*WHAT THE TASK REQUIRES*:
With nothing left out, repeat every entry exactly.

(Stored data entries)
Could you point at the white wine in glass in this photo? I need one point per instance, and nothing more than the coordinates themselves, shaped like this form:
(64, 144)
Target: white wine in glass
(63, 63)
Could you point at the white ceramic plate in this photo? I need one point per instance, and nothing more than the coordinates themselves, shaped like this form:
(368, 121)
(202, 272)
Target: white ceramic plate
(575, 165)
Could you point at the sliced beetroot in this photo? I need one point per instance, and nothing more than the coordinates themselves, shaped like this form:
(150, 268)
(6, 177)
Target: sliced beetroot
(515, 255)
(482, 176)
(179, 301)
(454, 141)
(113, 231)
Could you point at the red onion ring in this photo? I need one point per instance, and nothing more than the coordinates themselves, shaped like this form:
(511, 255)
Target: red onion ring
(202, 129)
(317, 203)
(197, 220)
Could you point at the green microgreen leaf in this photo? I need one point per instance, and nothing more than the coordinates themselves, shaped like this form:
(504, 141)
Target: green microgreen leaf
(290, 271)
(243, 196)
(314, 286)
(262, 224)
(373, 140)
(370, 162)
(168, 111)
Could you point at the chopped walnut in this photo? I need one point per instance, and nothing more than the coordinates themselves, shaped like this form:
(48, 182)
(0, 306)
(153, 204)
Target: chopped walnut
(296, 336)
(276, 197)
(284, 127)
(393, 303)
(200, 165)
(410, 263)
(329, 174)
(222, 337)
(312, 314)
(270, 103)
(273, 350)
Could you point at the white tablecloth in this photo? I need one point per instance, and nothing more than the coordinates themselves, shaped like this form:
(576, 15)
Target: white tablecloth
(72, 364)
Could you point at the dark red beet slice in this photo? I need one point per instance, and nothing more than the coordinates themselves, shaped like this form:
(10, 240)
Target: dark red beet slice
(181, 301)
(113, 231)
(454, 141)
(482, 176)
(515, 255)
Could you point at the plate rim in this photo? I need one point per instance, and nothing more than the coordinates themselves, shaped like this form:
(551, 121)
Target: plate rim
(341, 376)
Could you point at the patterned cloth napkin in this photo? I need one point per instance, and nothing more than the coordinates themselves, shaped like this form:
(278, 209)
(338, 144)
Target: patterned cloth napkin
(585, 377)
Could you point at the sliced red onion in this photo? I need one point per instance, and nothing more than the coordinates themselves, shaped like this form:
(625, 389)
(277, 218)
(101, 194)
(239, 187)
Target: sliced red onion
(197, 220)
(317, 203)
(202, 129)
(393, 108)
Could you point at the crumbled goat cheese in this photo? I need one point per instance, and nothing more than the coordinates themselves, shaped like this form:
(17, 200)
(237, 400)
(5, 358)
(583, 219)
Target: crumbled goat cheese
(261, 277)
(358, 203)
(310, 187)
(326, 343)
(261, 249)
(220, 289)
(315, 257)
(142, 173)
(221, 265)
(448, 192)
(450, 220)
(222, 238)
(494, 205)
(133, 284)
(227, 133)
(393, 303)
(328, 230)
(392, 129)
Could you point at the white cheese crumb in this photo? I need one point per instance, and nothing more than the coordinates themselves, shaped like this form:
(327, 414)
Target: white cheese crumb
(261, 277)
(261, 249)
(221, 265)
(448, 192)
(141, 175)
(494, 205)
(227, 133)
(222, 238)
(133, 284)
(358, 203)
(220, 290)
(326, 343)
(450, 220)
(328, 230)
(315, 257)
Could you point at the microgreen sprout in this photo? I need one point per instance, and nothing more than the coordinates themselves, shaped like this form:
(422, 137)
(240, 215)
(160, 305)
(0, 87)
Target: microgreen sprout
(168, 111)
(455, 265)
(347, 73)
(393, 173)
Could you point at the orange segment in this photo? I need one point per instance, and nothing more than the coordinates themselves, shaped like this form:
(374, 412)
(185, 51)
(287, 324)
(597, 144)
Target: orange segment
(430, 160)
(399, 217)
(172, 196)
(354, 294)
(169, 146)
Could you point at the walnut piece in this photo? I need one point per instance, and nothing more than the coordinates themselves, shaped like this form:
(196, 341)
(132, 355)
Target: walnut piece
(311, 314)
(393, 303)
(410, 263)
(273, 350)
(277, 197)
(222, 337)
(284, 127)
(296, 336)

*TASK ANSWER*:
Could you point at the white wine in glass in this photo? I need one point per instance, and nothing more than the coordinates themselves, shaped like this form:
(64, 144)
Target: white wine in glass
(63, 63)
Could you point at the white ceramic plate in this photo? I need one point per instance, and nothing more than the coordinates themselves, shaped like this form:
(368, 121)
(202, 272)
Target: white ceramic plate
(575, 165)
Could you point at the sliced beetroot in this photo? I need one point per instance, and nothing more than the coordinates themselves, shaped like this form:
(150, 268)
(6, 177)
Target: sliced beetroot
(515, 255)
(482, 176)
(179, 301)
(454, 141)
(113, 231)
Could you point at the red onion ring in this photo? I need one point per instance, and nothing more than the coordinates themselves, shaped like this form:
(511, 255)
Target: red onion ring
(202, 129)
(317, 203)
(197, 220)
Could you point at the green microgreen leaf in this photo? I need one point per instance, and nothing more than the coordinates themselves, shaped like this form:
(504, 141)
Target: green microgreen leaf
(290, 271)
(243, 196)
(314, 286)
(262, 224)
(373, 140)
(370, 162)
(168, 111)
Could you point at the chopped walnut in this photo? I need one point per instance, and nothing more than the coordinates themselves, shaped like this form:
(48, 182)
(0, 306)
(153, 204)
Target: chopped walnut
(296, 336)
(276, 197)
(284, 127)
(393, 303)
(200, 165)
(410, 263)
(329, 174)
(222, 337)
(312, 314)
(270, 103)
(273, 350)
Could you point at the white tablecloth in this photo? I need one point per instance, and nothing more than the coordinates themselves, shaped like this form:
(576, 15)
Target: white tablecloth
(72, 364)
Could you point at the dark red beet slice in this photo? I need one point per instance, and nothing more than the coordinates themselves, shaped like this form:
(10, 240)
Target: dark red beet slice
(181, 301)
(113, 231)
(454, 141)
(482, 176)
(515, 255)
Could you point at the plate rim in this photo? I need one point per instance, and nothing more than the coordinates themselves, shaped like this form:
(551, 121)
Target: plate rim
(341, 376)
Could you point at the patterned cloth napkin in this photo? I need one point per instance, and nothing more than the coordinates themselves, shaped like this form:
(278, 209)
(338, 144)
Target: patterned cloth napkin
(585, 377)
Could you point at the sliced red onion in this photo? I need one point per instance, and nothing more than the coordinates themselves, shaped like this form:
(625, 389)
(277, 218)
(101, 194)
(239, 187)
Target: sliced red onion
(197, 220)
(317, 203)
(202, 129)
(393, 108)
Could you point at the crumbled goat cheese in this photo? I need one point per instance, and nothing more than the coordinates themselves, shaped like this form:
(17, 200)
(237, 400)
(5, 358)
(583, 219)
Target: crumbled goat cheese
(261, 277)
(358, 203)
(310, 187)
(326, 343)
(261, 249)
(220, 289)
(315, 257)
(142, 173)
(221, 265)
(448, 192)
(450, 220)
(222, 238)
(494, 205)
(133, 284)
(227, 133)
(393, 303)
(328, 230)
(392, 129)
Could you point at the white cheese crumb in this photo? I need one point per instance, and nothing more than the coordinates themselves, shaped like this form:
(327, 414)
Target: white cheese crumb
(261, 277)
(261, 249)
(221, 265)
(448, 192)
(141, 175)
(494, 205)
(227, 133)
(222, 238)
(133, 284)
(358, 203)
(220, 290)
(326, 343)
(450, 220)
(328, 230)
(315, 257)
Could you point at the microgreen sprout in this photo? I need one point per instance, and nothing more than the coordinates themselves, shaped like this form:
(422, 137)
(240, 215)
(160, 305)
(0, 87)
Target: microgreen sprout
(168, 111)
(455, 265)
(347, 73)
(393, 173)
Could you point at the orange segment in this photo? I need one point per instance, and nothing more than the coordinates themselves, shaped like this form:
(374, 412)
(185, 51)
(287, 324)
(597, 144)
Target: orange segment
(430, 160)
(399, 217)
(172, 196)
(354, 294)
(169, 146)
Could you point at the walnut piece in this photo? I need one point per instance, and nothing more than the coordinates themselves, shaped like this form:
(196, 341)
(132, 355)
Target: walnut piece
(311, 314)
(393, 303)
(410, 263)
(273, 350)
(277, 197)
(222, 337)
(284, 127)
(296, 336)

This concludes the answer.